— START —

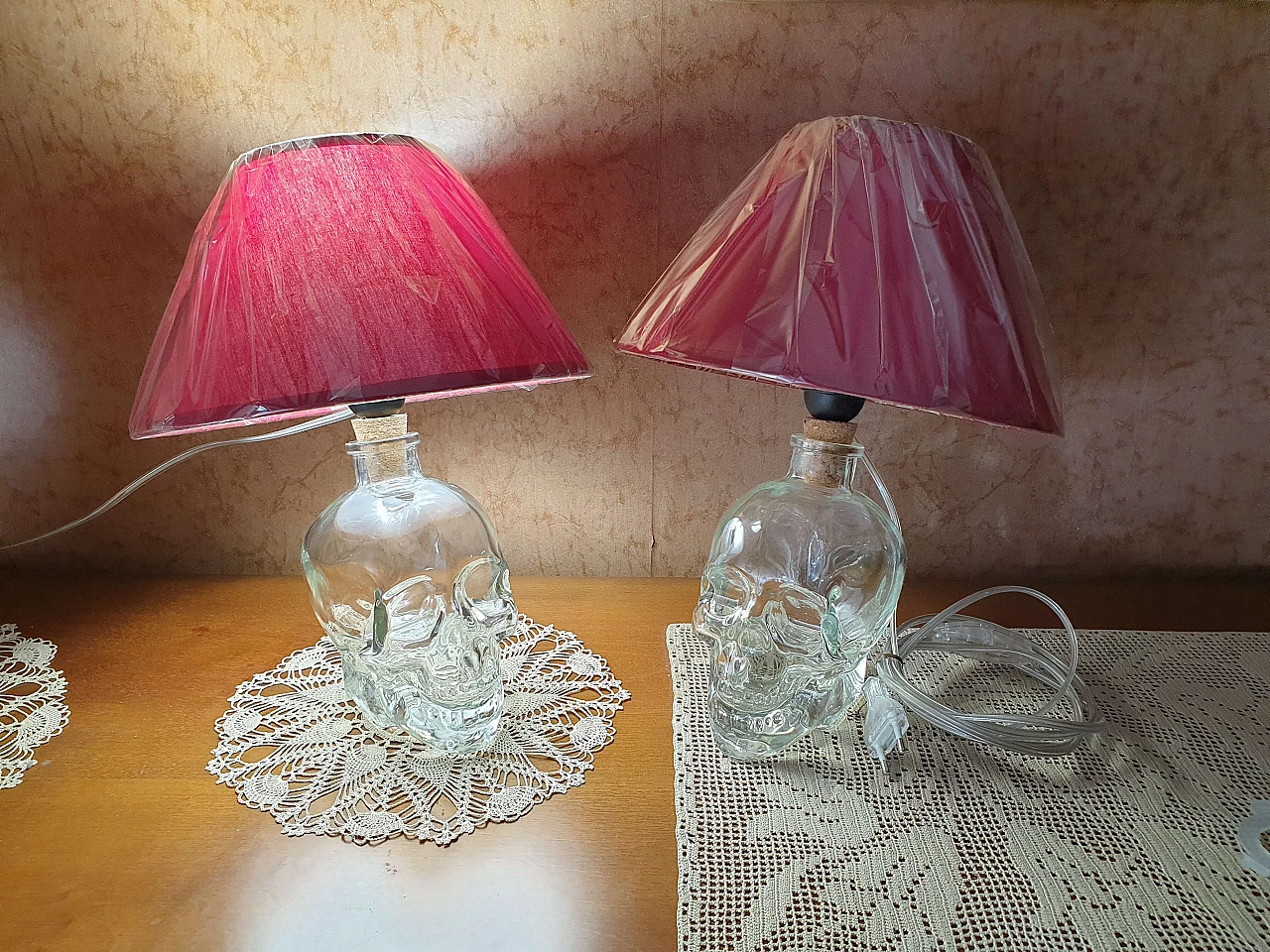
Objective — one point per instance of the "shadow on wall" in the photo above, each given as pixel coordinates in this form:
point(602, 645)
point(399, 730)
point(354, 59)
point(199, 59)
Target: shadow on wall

— END —

THE REQUEST:
Reproduce every line of the records above verbatim and in the same order, omitting the picture.

WRITTEN REPLY:
Objective — one point per instance of the "shadow on wall" in the photo above, each given as pixel coordinates in this form:
point(602, 645)
point(399, 730)
point(354, 59)
point(199, 59)
Target: shadow on wall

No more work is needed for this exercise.